DOCUMENT start

Tiempo de revancha (English language: Time for Revenge) is a 1981 Argentine crime drama film written and directed by Adolfo Aristarain and starring Federico Luppi, Julio De Grazia, Haydée Padilla and Ulises Dumont. It was produced by Héctor Olivera and Luis O. Repetto. The music was composed by Emilio Kauderer. The film premiered in Argentina on July 30, 1981, and won 10 awards, including the Silver Condor for Best Film and Best Film (ex aequo) in the Montréal World Film Festival.

Tiempo de revancha is not only considered as a classic in Latin American cinema and a cult film, but also as a powerful allegory that deals directly with Argentina's last civil-military dictatorship, which was still ruling the country when it was released.

It was selected as the fifth greatest Argentine film of all time in a poll conducted by the Museo del Cine Pablo Ducrós Hicken in 1984, while it ranked 9th in the 2000 edition. In a new version of the survey organized in 2022 by the specialized magazines La vida util, Taipei and La tierra quema, presented at the Mar del Plata International Film Festival, the film reached the 3 position.

Synopsis 
Pedro Bengoa, an ex-union organizing demolition worker, and Bruno Di Toro, an old friend of his, decide to blackmail the corrupt company they work for. They set up a fake accident in a copper pit, in which Di Toro pretends to have been struck mute as a consequence of an explosion, and Pedro would corroborate his story. During the explosion things don't go as planned and Di Toro loses his life, leaving Pedro to continue the plan on his own, still pretending to be mute. However, when the company finally agrees to a financial settlement, Pedro refuses to accept; he now wants only justice, and his case goes to the courts. This event changes Pedro's life forever.

DOCUMENT end
RECORDS SHOWN start

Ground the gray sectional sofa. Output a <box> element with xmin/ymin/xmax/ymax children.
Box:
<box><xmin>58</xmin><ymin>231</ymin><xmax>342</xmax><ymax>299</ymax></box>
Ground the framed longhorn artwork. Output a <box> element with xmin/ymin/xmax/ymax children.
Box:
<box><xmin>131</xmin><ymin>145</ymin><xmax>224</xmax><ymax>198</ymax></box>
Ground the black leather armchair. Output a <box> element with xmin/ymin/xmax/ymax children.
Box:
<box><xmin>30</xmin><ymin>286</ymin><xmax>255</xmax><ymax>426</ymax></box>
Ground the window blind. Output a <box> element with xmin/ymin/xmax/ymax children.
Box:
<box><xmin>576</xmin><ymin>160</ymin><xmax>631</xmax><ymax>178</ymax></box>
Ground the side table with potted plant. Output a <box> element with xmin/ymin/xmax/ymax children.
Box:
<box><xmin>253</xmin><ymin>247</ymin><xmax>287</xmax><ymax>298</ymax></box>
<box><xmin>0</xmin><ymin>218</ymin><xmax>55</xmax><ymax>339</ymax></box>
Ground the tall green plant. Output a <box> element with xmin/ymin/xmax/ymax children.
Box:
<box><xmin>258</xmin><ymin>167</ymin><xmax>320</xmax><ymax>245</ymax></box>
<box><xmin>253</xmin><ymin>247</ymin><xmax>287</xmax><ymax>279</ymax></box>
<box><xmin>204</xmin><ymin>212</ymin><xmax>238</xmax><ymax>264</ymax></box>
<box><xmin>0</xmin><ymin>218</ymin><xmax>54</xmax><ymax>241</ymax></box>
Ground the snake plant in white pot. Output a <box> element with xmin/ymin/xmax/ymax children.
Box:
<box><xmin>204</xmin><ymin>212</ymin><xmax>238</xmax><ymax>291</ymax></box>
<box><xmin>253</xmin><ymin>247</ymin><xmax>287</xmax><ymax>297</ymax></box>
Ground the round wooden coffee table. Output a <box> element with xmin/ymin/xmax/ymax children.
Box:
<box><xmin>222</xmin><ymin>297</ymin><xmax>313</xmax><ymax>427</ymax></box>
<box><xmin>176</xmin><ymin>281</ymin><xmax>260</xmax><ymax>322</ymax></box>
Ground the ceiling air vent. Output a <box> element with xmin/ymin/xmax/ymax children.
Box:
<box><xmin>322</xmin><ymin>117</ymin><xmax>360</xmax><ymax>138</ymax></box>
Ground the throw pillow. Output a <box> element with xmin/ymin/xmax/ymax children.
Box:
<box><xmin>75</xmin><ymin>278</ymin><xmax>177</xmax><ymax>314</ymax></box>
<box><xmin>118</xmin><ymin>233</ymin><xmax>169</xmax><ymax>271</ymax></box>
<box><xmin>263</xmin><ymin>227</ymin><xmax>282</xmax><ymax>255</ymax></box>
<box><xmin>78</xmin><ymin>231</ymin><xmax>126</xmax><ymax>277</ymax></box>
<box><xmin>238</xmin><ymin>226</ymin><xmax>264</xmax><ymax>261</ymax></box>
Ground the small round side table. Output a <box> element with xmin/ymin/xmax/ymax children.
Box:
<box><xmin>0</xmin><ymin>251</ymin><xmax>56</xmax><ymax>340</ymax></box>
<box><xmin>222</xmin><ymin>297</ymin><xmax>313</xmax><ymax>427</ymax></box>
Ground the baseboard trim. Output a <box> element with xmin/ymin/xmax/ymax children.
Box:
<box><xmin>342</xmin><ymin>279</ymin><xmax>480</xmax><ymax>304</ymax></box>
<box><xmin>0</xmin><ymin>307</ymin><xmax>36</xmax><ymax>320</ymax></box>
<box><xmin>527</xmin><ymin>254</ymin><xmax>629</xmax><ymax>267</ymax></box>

RECORDS SHOWN end

# WHAT TO WORK ON
(a) From the article on Tiempo de revancha, return everything from "Tiempo de revancha (English" down to "World Film Festival.", copied word for word.
(b) List every actor the article on Tiempo de revancha names as starring in the film.

# PROBLEM SOLUTIONS
(a)
Tiempo de revancha (English language: Time for Revenge) is a 1981 Argentine crime drama film written and directed by Adolfo Aristarain and starring Federico Luppi, Julio De Grazia, Haydée Padilla and Ulises Dumont. It was produced by Héctor Olivera and Luis O. Repetto. The music was composed by Emilio Kauderer. The film premiered in Argentina on July 30, 1981, and won 10 awards, including the Silver Condor for Best Film and Best Film (ex aequo) in the Montréal World Film Festival.

(b)
Federico Luppi
Julio De Grazia
Haydée Padilla
Ulises Dumont